**Provided text**
Ray Panthaki
Ray Panthaki is a British actor, writer, director, and producer. He has extensive experience in both stage and film, and television productions. His most recent acting credits include the film Boiling Point and the Netflix series Away. He most recently directed the short film Ernie, which will be featured as part of The Uncertain Kingdom. Outside of acting, he is an activist and advocate for a more racially diverse and socially equitable film industry.
1. What was growing up in London like as a third-generation child? How did you relate to that city?
London’s home and it will always hold a special place in my heart. It’s a city that’s given me a lot, I loved growing up here, and I’m proud of the reputation it has around the world for its diversity and inclusiveness. But I’m also a hippy at heart and as much as London has given me my life and my tribe, I think my soul benefits from escaping it, travelling and finding a change of pace every now and then. London’s too fast, and to live here without taking a break isn’t sustainable for me. I need time out in nature, by the coast, on mountains, or in deserts. I come back rejuvenated.
2. How did you end up deciding to pursue an acting career? Did you always want to be an actor?

[Stored records]
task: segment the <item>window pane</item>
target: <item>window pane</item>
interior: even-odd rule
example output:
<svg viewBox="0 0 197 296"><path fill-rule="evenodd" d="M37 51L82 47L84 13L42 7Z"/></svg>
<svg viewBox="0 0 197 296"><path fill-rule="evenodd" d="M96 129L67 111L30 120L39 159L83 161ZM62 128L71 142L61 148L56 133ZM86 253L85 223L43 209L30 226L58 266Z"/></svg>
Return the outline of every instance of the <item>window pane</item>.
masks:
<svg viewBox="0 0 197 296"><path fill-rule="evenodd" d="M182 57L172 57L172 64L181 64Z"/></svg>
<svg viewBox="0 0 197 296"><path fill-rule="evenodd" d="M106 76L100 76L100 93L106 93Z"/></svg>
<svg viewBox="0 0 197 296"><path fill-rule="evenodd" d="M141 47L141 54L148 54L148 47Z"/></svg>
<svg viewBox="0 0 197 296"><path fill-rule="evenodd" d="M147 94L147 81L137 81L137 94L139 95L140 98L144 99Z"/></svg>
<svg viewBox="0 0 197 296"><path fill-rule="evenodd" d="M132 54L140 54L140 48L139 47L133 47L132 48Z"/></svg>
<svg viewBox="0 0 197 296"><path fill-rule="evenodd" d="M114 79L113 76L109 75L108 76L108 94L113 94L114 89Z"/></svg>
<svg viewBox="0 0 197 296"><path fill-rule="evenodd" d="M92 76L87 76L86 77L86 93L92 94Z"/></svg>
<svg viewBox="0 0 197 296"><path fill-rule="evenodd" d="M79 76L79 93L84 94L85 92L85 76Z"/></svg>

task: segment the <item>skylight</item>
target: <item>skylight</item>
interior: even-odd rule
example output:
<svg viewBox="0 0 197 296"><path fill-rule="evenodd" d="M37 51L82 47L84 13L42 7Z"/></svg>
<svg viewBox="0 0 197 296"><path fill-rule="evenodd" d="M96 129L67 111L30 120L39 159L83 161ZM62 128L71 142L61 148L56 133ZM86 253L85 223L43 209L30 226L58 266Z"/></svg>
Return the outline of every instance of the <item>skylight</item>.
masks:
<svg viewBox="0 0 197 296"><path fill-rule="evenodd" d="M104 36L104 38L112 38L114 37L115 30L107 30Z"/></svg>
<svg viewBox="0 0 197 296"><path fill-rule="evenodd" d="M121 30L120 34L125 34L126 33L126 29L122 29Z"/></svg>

**Description of the task**
Pick up the Ray Panthaki interview after its last line and continue it. These records were taken from a separate source.

**Result below**
I look back on it now, and It definitely came from a place of feeling insignificant. I always felt different as a kid, maybe it was my skin color or maybe it was because I always hated the way I looked, but I felt different. I was a shy kid, and the idea of acting was a quick-fire way to gain significance and attention from girls. I knew it worked because a kid in my class acted professionally and he was the golden boy of the classroom. I went home one day at the age of twelve and told my parents I wanted to become an actor, they were shocked because I was such an introvert, but I was uncharacteristically adamant. So they phoned around, got me into a local drama school and it changed my life. I look back on it now, and it doesn’t make any sense whatsoever that the child—me--would become a performer, but that’s what makes me believe in destiny.
3. You have experience as both a stage actor and a screen actor. What has been your experience in going between the two? What parts of the transition were most difficult for you?
I love them both with equal passion. They’re two vastly different crafts in the sense of technique, but I find the transition quite easy. I get bored quickly and forever need change in my life, so the fact I’ve managed to build a career that allows me to flit between the two is a beautiful thing for me. Similarly, the fact I can do an acting gig and then go off and write, direct, or produce something straight after, helps me with that incessant need for change.
4. It is often said that a skill such as listening (for a stage actor) is essential. In your work would you agree? How does listening play a role in your on-screen performances?
Listening is everything on stage, but also in life I think. It’s something I still haven’t completely mastered myself but let me tell you, the people you love hanging out with and feel most comfortable around, if you really think about it, are all great listeners. It’s a beautiful and attractive quality, and in terms of acting I do believe it’s the most important thing. Real honest listening—with your whole heart and being—creates an unrivalled presence on stage and screen.
5. You just wrapped Boiling Point. What was production on it like? Do you feel close to Freeman as a character? How did you build a relationship between yourself and Freeman as you prepared for the role?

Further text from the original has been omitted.